*** INPUT ROWS ***
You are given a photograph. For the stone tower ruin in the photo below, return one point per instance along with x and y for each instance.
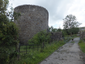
(32, 20)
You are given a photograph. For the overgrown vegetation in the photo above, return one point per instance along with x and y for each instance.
(82, 45)
(8, 35)
(34, 56)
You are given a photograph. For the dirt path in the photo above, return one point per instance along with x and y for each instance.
(67, 54)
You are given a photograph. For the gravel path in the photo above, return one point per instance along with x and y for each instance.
(67, 54)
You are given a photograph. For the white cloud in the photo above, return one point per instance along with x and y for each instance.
(58, 9)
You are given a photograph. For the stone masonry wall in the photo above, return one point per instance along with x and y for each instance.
(32, 20)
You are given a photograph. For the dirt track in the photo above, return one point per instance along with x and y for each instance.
(67, 54)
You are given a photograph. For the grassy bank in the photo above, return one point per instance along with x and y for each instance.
(37, 56)
(82, 45)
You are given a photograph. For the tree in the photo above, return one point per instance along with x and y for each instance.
(70, 22)
(8, 35)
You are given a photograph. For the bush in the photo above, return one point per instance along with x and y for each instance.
(8, 39)
(40, 39)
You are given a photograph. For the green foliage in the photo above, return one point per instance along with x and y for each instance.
(37, 56)
(39, 38)
(70, 22)
(82, 45)
(8, 35)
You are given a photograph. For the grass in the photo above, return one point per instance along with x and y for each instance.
(35, 56)
(82, 45)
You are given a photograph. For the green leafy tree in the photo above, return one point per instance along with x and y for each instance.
(70, 23)
(8, 35)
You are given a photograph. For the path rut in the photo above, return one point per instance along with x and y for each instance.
(67, 54)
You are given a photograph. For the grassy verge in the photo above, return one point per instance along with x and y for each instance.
(82, 45)
(37, 56)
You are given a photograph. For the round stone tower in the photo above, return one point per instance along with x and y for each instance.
(32, 19)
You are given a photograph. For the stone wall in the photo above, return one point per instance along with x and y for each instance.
(32, 20)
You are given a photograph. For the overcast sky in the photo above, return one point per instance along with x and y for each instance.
(58, 9)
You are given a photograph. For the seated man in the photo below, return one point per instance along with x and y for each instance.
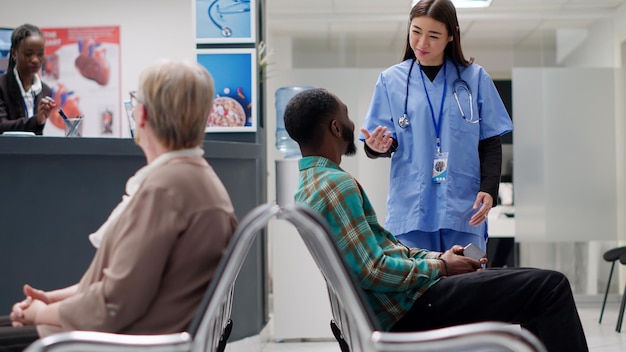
(411, 289)
(159, 249)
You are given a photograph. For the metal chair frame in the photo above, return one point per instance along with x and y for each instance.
(353, 321)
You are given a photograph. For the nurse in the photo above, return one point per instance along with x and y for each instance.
(439, 117)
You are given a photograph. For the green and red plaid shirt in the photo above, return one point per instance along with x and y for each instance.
(392, 275)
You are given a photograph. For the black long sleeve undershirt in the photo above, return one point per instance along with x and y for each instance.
(489, 153)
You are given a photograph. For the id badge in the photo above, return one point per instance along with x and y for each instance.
(440, 167)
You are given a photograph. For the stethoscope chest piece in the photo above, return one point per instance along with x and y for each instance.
(403, 122)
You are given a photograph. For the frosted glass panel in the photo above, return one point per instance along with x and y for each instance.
(565, 154)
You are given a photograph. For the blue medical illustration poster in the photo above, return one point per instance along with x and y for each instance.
(225, 21)
(234, 103)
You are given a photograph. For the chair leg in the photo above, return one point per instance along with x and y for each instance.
(224, 338)
(606, 293)
(620, 317)
(337, 333)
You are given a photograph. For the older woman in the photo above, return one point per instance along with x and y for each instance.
(159, 249)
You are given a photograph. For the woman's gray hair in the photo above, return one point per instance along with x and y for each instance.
(178, 97)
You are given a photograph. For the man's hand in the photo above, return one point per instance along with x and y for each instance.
(456, 263)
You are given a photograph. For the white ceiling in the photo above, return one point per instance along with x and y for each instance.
(379, 25)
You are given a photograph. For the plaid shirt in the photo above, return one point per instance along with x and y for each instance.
(392, 275)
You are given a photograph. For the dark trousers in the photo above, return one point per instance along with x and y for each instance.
(15, 339)
(539, 300)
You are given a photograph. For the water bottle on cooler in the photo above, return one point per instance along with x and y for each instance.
(284, 143)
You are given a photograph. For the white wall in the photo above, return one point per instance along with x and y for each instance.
(147, 32)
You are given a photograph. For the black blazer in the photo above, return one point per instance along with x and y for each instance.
(12, 113)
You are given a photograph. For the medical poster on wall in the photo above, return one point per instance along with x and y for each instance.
(234, 75)
(225, 21)
(82, 68)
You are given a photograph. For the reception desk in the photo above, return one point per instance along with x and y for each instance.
(56, 191)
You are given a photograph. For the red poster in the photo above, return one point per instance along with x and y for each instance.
(83, 70)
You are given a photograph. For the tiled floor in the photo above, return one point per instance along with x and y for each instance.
(600, 337)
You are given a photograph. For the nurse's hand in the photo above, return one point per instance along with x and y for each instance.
(485, 202)
(379, 141)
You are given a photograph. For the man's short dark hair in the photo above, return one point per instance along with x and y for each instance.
(307, 113)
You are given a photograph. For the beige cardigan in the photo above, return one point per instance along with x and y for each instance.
(157, 258)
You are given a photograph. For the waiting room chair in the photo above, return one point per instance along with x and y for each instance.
(211, 327)
(612, 256)
(356, 327)
(620, 317)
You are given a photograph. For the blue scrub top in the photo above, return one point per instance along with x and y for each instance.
(415, 202)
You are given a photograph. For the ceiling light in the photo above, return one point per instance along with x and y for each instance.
(465, 4)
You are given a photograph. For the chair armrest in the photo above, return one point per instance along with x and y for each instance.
(101, 341)
(470, 337)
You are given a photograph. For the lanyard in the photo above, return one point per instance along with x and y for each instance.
(436, 122)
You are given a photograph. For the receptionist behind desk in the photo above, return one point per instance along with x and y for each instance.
(25, 102)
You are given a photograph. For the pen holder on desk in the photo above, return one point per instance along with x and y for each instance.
(74, 127)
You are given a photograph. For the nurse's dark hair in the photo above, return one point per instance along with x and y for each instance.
(444, 12)
(17, 37)
(308, 113)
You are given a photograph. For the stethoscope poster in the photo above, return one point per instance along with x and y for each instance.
(234, 76)
(225, 21)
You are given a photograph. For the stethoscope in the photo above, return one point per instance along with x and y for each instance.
(458, 85)
(225, 10)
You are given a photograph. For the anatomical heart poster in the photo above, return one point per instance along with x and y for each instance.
(82, 68)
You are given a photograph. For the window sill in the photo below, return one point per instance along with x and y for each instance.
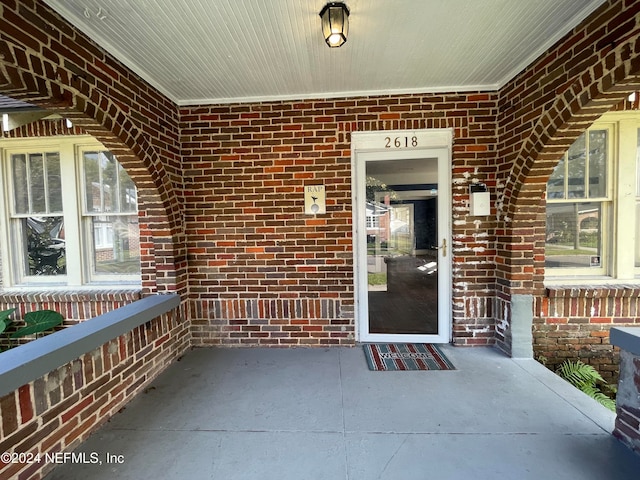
***
**DIRECTIONS:** Collect every line in the records above that contains the string "ceiling", and list those lines.

**ANSWER TO THE TASK:**
You are given a photograph. For the white ceiling in the photo above, return one point per instance along with x and y for each instance.
You are given a photograph. For the ceiling light in the photo above, return one point per instance along with x and y for each instance.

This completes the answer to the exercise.